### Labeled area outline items
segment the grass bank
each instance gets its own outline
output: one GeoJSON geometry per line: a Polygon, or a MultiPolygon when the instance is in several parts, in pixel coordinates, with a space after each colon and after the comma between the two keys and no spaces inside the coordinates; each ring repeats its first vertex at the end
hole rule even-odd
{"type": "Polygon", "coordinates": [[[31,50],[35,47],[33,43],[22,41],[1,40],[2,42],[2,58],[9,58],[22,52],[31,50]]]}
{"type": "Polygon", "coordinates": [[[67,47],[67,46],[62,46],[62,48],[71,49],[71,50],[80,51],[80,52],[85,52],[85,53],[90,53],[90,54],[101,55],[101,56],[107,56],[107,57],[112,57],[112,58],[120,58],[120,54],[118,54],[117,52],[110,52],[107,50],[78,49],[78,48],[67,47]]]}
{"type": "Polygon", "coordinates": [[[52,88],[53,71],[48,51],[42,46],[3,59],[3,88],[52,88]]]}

### Given task
Show all lines of the material that contain the string "each". Case counts.

### Complete response
each instance gets its own outline
output: one GeoJSON geometry per line: a Polygon, or a MultiPolygon when the instance is in several parts, in pixel coordinates, with a space after each colon and after the comma between the two keys and no spaces inside the coordinates; each ring repeats its first vertex at the end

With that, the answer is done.